SUPPLIED DATA Block Start

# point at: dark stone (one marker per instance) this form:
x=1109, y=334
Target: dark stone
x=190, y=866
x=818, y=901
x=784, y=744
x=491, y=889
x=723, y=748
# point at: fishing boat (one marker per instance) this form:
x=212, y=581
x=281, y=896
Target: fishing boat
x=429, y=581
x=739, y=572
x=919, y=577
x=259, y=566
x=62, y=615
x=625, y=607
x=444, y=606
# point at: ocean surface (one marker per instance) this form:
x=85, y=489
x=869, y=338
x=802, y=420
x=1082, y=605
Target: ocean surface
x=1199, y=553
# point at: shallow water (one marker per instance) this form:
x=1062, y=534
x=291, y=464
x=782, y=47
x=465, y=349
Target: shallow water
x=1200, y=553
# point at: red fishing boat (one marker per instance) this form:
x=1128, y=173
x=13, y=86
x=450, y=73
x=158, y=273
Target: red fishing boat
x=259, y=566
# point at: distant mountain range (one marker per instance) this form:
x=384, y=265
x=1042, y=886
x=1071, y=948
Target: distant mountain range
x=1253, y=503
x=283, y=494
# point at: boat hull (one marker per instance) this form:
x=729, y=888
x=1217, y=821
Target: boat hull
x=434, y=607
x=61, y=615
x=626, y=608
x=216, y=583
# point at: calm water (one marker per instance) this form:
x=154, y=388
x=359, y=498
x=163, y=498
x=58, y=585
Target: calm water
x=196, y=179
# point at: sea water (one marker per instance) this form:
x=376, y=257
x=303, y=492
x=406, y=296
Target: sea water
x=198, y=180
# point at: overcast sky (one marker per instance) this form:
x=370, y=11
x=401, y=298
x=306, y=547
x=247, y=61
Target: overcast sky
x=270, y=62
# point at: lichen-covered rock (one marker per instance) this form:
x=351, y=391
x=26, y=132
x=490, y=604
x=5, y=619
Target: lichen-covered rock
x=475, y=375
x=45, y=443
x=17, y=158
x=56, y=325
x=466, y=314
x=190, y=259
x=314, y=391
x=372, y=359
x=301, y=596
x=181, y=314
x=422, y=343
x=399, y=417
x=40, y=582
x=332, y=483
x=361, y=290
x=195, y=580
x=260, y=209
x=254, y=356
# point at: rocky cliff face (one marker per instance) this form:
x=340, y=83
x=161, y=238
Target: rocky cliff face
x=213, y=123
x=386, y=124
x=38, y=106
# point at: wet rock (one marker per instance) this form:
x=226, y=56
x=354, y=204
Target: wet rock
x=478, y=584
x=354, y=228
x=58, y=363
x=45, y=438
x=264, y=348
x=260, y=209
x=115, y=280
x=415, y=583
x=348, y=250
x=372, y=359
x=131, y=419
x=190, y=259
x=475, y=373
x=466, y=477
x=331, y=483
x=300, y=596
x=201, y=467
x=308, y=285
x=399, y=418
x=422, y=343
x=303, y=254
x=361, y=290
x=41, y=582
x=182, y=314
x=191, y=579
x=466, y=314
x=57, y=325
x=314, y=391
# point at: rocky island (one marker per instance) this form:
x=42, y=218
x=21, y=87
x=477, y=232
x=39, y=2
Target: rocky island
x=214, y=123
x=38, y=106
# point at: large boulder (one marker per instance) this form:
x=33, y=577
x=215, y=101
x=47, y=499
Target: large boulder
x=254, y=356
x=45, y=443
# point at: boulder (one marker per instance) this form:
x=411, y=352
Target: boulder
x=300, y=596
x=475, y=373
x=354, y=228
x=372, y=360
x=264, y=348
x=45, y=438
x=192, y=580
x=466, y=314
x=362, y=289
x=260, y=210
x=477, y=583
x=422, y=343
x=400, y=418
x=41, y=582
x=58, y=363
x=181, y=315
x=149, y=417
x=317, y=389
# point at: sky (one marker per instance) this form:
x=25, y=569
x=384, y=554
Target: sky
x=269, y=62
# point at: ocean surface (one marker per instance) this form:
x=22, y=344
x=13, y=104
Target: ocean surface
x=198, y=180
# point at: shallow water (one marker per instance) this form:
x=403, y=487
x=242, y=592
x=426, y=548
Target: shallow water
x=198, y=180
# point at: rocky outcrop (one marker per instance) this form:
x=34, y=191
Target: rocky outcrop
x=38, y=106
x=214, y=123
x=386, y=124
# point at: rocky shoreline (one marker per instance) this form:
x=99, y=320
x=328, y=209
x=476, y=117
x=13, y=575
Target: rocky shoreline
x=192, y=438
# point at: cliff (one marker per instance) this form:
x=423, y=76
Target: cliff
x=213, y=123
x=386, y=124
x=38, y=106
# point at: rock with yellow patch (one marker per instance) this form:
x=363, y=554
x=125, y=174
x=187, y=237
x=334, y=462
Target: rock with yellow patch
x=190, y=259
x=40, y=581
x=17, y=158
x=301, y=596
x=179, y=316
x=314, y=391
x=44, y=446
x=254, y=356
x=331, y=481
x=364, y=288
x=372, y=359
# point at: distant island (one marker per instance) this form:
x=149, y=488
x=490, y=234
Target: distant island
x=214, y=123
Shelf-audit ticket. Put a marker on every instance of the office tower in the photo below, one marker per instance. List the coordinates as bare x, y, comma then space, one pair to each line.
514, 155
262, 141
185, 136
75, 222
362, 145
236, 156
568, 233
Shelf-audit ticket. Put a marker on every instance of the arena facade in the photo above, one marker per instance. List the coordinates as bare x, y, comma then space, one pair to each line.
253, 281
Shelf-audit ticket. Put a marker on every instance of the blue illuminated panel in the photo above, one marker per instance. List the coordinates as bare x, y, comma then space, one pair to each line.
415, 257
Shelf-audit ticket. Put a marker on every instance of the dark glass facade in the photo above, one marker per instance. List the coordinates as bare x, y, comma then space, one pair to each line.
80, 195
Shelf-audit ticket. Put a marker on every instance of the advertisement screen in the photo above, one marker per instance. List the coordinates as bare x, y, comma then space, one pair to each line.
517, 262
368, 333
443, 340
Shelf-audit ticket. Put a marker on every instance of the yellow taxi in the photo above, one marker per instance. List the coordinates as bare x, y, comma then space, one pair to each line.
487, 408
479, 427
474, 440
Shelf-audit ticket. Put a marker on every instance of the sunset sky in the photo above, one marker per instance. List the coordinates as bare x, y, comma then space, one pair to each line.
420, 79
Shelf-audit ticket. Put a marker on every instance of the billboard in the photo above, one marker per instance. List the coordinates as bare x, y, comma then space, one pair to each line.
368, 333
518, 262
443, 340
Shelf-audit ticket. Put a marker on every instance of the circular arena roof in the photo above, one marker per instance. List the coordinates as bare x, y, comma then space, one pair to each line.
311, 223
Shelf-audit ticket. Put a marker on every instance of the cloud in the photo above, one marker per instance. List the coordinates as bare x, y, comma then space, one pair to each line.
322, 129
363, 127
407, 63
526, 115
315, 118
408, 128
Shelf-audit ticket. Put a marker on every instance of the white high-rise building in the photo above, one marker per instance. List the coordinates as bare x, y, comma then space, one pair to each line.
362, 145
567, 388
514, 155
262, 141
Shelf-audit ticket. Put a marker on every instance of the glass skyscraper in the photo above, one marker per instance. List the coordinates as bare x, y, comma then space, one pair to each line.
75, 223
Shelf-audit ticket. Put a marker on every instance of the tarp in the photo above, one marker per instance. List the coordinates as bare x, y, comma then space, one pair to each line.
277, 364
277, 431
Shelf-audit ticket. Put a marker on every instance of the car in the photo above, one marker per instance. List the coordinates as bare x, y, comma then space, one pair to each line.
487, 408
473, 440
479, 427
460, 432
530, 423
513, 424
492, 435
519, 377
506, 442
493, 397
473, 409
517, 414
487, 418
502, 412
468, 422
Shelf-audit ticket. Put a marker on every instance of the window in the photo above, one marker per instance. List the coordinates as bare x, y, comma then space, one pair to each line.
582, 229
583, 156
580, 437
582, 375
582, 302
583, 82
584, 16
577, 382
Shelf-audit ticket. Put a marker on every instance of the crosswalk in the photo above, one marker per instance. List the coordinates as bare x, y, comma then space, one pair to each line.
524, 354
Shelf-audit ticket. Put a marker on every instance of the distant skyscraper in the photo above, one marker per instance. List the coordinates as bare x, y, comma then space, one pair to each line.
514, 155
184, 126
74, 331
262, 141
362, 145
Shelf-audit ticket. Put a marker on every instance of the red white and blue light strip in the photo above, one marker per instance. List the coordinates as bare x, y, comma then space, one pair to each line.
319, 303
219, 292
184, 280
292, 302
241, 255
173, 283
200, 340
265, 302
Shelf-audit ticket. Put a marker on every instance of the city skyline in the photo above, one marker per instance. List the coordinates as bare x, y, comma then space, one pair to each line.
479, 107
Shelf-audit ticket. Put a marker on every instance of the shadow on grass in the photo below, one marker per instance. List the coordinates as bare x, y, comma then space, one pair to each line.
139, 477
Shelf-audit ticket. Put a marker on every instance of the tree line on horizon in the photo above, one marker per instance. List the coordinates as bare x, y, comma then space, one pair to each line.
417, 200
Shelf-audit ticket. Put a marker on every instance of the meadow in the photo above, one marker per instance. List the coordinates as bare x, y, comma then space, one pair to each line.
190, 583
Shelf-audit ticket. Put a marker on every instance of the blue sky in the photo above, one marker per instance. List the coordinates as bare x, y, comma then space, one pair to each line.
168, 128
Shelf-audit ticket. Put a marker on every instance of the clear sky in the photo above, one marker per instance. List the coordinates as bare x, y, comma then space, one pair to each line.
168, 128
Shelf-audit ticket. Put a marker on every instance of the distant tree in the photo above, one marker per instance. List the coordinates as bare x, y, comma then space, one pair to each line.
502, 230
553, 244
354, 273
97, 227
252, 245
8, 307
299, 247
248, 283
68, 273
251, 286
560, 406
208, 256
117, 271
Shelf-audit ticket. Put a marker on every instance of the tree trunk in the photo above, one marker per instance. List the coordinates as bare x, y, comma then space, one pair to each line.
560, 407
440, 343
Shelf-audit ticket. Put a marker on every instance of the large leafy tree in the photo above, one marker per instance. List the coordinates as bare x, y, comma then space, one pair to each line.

SUPPLIED DATA Block End

**DESCRIPTION OF THE TASK**
Reproduce verbatim only this range: the first line of the material through the line that contains "x=782, y=47", inclusive.

**REPLY TO THE EXERCISE**
# point at: dark stone (one marker per instance) this form:
x=1109, y=334
Target: dark stone
x=190, y=866
x=818, y=901
x=784, y=744
x=491, y=889
x=723, y=748
# point at: fishing boat (one marker per instance) this form:
x=212, y=581
x=281, y=896
Target: fishing boat
x=429, y=581
x=739, y=572
x=919, y=577
x=259, y=566
x=62, y=615
x=625, y=607
x=444, y=606
# point at: ocean surface (one marker per instance) this form:
x=85, y=489
x=869, y=338
x=802, y=420
x=1082, y=605
Target: ocean surface
x=1199, y=553
# point at: shallow water (one marker per instance) this form:
x=1062, y=534
x=291, y=464
x=782, y=47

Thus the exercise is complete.